> _Task requirements_:
1. From the forum post about scraping a Euroleague table, what does the poster want to pull out of the table?
2. Reproduce the passage of the forum post about scraping a Euroleague table starting with "source = requests.get(url).text" and going on through "print(team)".

Vasilis Skentos
Vasilis Skentos

Reputation: 556

iterate through a HTML table with names embedding in link tags

I am a beginner in web scraping with Beautiful Soup and I am trying to get the teams with their wins and losses in Euroleague from https://www.basketball-reference.com/international/euroleague/2020.html enter image description here

I want to iterate through this table and get the name wins and losses and insert them in a CSV a list or JSON file later. With my code below I can get only the HTML of the first element in the table even if I try a for loop :

from bs4 import BeautifulSoup as bs 
import requests 
from requests import get 
import pandas as pd 
import json 
import time 
from time import sleep



url = 'https://www.basketball-reference.com/international/euroleague/2020.html' 

time.sleep(2)
source = requests.get(url).text

time.sleep(4)
soup = bs(source,'lxml')

time.sleep(2)
for item in soup.find_all('div' , class_='table_outer_container'):
    #prints only first item
    team=item.div.table.tbody.tr
    print(team)

> _Data provided_:
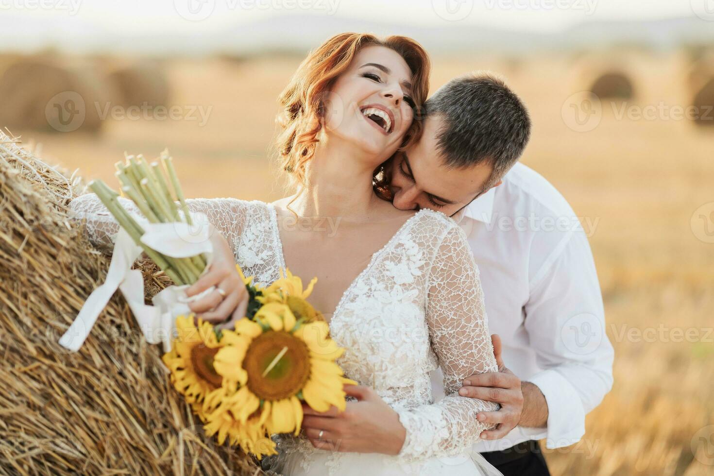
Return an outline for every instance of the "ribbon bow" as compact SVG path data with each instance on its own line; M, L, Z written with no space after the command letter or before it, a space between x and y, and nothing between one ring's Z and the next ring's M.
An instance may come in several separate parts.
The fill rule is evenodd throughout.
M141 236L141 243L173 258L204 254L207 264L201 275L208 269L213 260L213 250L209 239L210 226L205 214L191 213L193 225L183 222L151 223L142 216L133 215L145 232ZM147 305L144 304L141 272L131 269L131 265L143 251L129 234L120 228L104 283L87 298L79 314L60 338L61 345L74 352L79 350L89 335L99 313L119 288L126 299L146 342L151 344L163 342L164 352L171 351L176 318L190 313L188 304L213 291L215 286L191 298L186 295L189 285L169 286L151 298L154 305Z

> _Worked solutions_:
1. Each team's name along with its wins and losses.

2.
source = requests.get(url).text

time.sleep(4)
soup = bs(source,'lxml')

time.sleep(2)
for item in soup.find_all('div' , class_='table_outer_container'):
    #prints only first item
    team=item.div.table.tbody.tr
    print(team)